- AIM OF THE TASK -
Please collect every line of the records below that contains the word "metal". Case counts, so match capitalization.

- Items from a dataset -

— START —

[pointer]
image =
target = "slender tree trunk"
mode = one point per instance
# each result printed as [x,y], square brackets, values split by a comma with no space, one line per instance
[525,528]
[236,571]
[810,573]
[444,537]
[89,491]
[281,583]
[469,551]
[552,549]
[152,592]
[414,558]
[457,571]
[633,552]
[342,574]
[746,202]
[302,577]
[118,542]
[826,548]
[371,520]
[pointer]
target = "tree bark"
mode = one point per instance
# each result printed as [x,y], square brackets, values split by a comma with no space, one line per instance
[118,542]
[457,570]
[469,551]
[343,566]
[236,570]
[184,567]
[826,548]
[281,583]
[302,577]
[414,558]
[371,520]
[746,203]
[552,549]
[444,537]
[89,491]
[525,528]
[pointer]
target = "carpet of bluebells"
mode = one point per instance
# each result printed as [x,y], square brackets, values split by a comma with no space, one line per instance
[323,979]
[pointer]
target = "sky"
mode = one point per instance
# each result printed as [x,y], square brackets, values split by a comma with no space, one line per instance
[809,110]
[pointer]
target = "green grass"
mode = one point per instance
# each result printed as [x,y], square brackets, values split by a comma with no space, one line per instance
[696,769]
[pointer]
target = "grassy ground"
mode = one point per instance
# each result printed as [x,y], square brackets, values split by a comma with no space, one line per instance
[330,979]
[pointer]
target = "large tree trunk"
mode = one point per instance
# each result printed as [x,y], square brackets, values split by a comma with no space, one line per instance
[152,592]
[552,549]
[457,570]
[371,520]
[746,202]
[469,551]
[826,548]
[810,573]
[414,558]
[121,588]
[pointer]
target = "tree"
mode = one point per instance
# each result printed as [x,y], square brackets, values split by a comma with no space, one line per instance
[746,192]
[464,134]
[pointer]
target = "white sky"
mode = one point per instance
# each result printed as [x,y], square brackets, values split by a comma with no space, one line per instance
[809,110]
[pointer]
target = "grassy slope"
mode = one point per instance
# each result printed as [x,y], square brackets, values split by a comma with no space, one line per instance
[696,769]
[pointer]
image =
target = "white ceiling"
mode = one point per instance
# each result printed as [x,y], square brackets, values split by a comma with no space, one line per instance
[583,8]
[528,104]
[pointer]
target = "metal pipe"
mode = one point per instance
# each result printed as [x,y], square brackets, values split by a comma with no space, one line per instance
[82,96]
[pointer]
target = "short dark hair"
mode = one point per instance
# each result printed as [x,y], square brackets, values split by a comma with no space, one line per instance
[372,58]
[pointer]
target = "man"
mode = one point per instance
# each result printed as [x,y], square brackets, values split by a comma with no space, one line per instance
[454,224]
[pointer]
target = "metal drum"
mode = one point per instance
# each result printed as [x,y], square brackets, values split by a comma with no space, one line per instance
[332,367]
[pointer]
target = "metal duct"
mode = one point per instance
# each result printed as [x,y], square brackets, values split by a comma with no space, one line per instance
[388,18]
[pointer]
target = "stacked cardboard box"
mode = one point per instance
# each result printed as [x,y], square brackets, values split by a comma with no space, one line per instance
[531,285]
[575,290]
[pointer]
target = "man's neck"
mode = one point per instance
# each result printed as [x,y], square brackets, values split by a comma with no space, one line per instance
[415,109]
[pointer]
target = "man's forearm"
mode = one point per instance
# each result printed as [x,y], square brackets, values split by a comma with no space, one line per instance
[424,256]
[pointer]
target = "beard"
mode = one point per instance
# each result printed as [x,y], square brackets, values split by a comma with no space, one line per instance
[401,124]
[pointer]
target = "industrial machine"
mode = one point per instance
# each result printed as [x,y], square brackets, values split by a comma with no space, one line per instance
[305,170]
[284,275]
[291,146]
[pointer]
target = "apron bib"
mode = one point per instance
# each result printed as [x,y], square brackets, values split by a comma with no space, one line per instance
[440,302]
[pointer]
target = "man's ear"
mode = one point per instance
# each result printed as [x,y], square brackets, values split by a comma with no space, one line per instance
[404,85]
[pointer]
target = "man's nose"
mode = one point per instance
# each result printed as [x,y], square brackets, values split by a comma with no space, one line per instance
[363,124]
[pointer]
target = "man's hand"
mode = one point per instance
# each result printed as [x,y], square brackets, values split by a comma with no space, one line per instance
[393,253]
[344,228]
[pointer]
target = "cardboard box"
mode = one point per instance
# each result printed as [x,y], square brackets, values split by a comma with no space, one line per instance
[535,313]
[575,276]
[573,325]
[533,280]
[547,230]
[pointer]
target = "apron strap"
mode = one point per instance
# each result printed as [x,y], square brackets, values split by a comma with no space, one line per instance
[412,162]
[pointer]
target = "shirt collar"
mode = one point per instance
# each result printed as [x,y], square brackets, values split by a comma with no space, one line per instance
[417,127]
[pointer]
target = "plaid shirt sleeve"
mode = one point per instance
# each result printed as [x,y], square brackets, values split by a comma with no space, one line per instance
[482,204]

— END —

- ANSWER TO THE PROBLEM -
target = "metal pipe"
target = "metal drum"
target = "metal duct"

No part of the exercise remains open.